_Short task:_ Reproduce every one of the records below word for word, leaving out the pictures.

_Input records:_
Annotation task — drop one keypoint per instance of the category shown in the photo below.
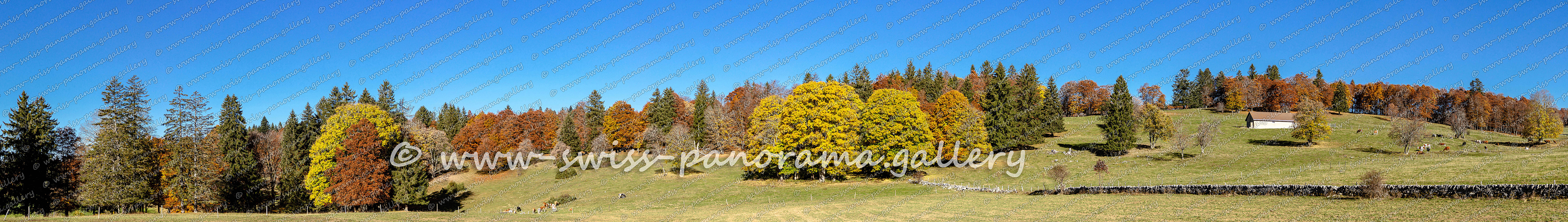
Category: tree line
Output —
(333, 155)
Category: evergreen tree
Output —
(595, 120)
(1183, 89)
(120, 171)
(1001, 109)
(1312, 122)
(193, 167)
(700, 105)
(1120, 125)
(1051, 105)
(386, 100)
(26, 144)
(292, 198)
(1341, 98)
(242, 175)
(424, 117)
(452, 120)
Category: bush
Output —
(562, 200)
(1373, 185)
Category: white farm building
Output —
(1271, 120)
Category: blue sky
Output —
(280, 54)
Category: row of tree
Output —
(333, 155)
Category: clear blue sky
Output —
(551, 54)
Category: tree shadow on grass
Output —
(1097, 149)
(447, 199)
(1373, 150)
(1277, 142)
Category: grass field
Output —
(1241, 158)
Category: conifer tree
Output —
(1051, 105)
(242, 177)
(120, 172)
(27, 149)
(1120, 128)
(1341, 98)
(1312, 124)
(195, 166)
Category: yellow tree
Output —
(325, 149)
(1312, 122)
(894, 122)
(821, 117)
(622, 125)
(956, 120)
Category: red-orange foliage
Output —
(479, 130)
(361, 174)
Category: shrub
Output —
(1373, 185)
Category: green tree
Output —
(242, 175)
(1312, 122)
(821, 117)
(1051, 108)
(894, 122)
(120, 171)
(1341, 98)
(27, 142)
(193, 169)
(295, 163)
(325, 149)
(1156, 124)
(1120, 128)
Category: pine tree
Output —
(1341, 98)
(26, 144)
(595, 120)
(424, 117)
(242, 177)
(700, 105)
(292, 198)
(1122, 128)
(1312, 124)
(361, 174)
(195, 166)
(452, 120)
(1156, 124)
(1051, 105)
(120, 171)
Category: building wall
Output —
(1272, 125)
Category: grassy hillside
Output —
(1241, 158)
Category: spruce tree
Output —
(1343, 98)
(292, 198)
(27, 144)
(1051, 105)
(1120, 125)
(120, 172)
(242, 175)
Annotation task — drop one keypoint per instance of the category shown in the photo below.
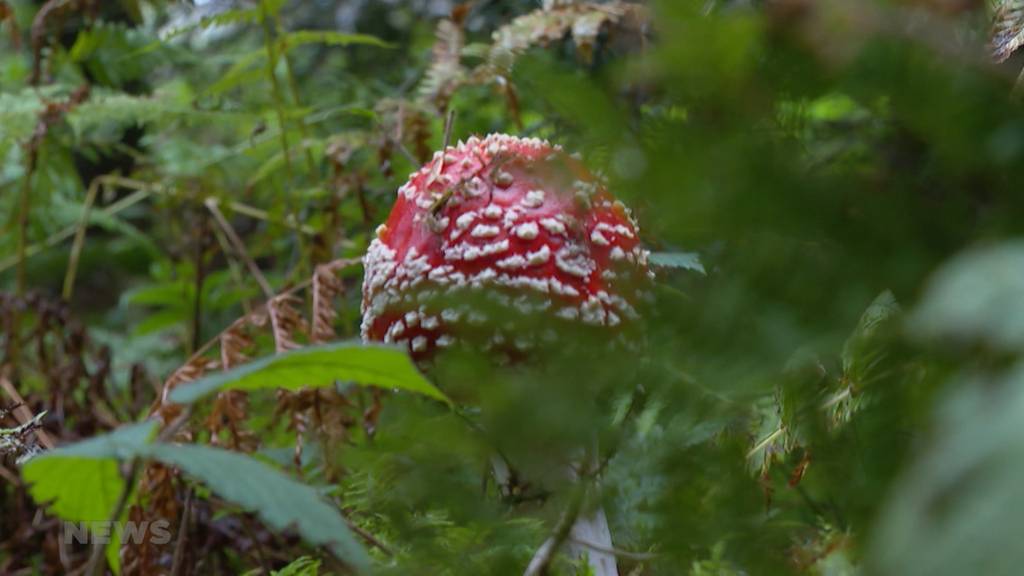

_Completed exercise:_
Annotation task — drop one keypoint per instance of the category shown in the photo below.
Category: tree line
Output —
(333, 155)
Category: evergreen tree
Output —
(595, 120)
(1183, 89)
(120, 171)
(1001, 109)
(1312, 122)
(193, 167)
(700, 105)
(1120, 125)
(1051, 105)
(386, 100)
(26, 144)
(292, 198)
(1341, 98)
(242, 175)
(424, 117)
(452, 120)
Category: bush
Output —
(562, 200)
(1373, 185)
Category: white farm building
Output —
(1271, 120)
Category: blue sky
Output —
(280, 54)
Category: row of tree
Output —
(333, 155)
Category: clear blue sky
Output —
(551, 54)
Category: tree shadow on grass
Output —
(1097, 149)
(447, 199)
(1373, 150)
(1277, 142)
Category: grass field
Output —
(1241, 158)
Category: conifer tree
Output —
(1051, 105)
(242, 177)
(120, 172)
(27, 149)
(1120, 128)
(1341, 98)
(1312, 124)
(195, 166)
Category: yellow tree
Output —
(325, 149)
(1312, 122)
(894, 122)
(821, 117)
(622, 125)
(956, 120)
Category: red-orange foliage
Output —
(479, 130)
(361, 174)
Category: shrub
Output —
(1373, 185)
Category: green tree
Output —
(242, 175)
(1312, 122)
(821, 117)
(1051, 108)
(894, 122)
(120, 171)
(1341, 98)
(27, 142)
(193, 169)
(295, 163)
(325, 149)
(1156, 124)
(1120, 128)
Category: pine tree
Output —
(1341, 98)
(26, 144)
(595, 120)
(424, 117)
(242, 177)
(700, 105)
(292, 198)
(1122, 128)
(1312, 124)
(361, 174)
(195, 166)
(452, 120)
(1156, 124)
(1051, 105)
(120, 171)
Category: building wall
Output —
(1272, 125)
Category: grassy hillside
Output —
(1241, 158)
Category: spruce tree
Output —
(1343, 98)
(292, 198)
(27, 144)
(1051, 105)
(1120, 125)
(120, 172)
(242, 175)
Annotation task — drop one keypoint per instance of the category shown in the photo below.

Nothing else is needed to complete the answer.